*GOAL:*
Pull out every line below that contains the word "building" and copy each one in full.

*GIVEN DATA:*

[start]

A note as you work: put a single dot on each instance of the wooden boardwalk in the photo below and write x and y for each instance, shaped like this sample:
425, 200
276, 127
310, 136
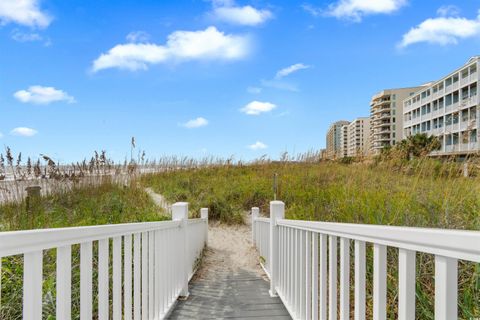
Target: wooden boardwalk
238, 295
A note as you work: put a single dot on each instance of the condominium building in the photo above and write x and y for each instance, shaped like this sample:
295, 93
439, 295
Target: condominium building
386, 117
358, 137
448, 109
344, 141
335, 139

[end]
[start]

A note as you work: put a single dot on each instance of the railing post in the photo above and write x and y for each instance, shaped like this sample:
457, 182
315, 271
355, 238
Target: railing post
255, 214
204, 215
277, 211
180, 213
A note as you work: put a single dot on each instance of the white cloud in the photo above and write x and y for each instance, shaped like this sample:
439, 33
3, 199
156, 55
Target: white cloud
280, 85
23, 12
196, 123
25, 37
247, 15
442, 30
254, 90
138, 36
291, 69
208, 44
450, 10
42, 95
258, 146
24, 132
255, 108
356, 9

[end]
[start]

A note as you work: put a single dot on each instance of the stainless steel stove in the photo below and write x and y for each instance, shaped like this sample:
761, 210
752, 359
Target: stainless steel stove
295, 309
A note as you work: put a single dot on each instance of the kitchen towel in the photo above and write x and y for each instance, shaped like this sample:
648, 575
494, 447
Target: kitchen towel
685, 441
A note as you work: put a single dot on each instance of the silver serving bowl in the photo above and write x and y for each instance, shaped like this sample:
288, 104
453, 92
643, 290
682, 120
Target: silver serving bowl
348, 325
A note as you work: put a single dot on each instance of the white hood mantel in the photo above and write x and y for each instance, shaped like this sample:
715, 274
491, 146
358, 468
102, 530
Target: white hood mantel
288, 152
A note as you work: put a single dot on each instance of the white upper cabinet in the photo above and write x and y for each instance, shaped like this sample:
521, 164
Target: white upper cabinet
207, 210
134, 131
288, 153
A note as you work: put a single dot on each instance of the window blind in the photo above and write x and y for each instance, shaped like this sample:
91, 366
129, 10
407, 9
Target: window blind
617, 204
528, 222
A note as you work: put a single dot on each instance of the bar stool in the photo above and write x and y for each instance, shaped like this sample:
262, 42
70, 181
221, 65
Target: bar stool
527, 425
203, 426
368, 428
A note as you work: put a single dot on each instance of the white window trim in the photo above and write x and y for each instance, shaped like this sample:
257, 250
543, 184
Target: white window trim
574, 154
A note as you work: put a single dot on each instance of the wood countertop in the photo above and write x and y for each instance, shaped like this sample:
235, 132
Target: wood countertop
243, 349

[end]

*RESPONSE BELOW:*
A note as you work: put a single dot on each instance of the condominium building in the photo above and write x and y for each instance, shaped like this sample:
Target: condominium building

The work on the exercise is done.